# Task instructions:
Pick out each line of the entries below that contains the word "house". Case matters.
─── Records shown ───
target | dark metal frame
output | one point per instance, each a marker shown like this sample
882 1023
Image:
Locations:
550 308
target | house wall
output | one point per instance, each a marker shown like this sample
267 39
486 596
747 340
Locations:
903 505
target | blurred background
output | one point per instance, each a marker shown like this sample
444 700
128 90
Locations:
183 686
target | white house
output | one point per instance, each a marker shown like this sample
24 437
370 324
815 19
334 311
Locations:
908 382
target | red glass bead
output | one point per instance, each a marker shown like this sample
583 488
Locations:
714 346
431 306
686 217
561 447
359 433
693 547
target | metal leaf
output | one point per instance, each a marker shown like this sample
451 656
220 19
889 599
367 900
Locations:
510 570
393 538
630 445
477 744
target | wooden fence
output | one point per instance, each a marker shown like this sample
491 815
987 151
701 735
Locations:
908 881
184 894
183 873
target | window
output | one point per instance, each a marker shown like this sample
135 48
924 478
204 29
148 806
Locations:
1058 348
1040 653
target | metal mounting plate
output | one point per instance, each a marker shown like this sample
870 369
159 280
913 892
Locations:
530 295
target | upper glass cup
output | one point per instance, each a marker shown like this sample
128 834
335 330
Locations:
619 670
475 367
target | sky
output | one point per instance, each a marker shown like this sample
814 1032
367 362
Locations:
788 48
───
─── Records shown ───
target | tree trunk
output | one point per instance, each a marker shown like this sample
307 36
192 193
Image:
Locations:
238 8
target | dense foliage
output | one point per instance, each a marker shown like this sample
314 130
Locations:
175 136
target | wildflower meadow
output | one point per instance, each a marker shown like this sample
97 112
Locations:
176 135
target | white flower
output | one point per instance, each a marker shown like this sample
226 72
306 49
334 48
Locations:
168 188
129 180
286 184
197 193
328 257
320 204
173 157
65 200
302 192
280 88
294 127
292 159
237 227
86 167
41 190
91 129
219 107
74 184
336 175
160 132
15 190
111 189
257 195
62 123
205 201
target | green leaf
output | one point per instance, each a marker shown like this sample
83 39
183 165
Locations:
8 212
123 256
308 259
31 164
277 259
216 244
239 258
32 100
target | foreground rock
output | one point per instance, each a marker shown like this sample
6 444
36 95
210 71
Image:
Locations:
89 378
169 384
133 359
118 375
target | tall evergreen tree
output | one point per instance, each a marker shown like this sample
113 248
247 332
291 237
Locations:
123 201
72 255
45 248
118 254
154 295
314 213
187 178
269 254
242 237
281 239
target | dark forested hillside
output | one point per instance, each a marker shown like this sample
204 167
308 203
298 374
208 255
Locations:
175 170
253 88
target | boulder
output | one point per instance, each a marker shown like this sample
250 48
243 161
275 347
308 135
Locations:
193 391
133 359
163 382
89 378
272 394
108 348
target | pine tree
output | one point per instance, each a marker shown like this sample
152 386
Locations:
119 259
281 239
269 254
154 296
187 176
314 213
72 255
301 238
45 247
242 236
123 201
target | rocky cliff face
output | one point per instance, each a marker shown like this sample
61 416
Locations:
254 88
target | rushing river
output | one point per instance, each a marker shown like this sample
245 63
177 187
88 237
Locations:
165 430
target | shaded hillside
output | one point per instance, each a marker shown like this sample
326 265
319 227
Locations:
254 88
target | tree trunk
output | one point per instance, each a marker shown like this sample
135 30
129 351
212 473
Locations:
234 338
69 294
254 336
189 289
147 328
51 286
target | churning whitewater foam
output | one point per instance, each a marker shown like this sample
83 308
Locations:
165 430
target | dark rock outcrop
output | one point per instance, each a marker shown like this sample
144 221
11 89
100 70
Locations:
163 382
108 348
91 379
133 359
───
# Response below:
target | house wall
target | white house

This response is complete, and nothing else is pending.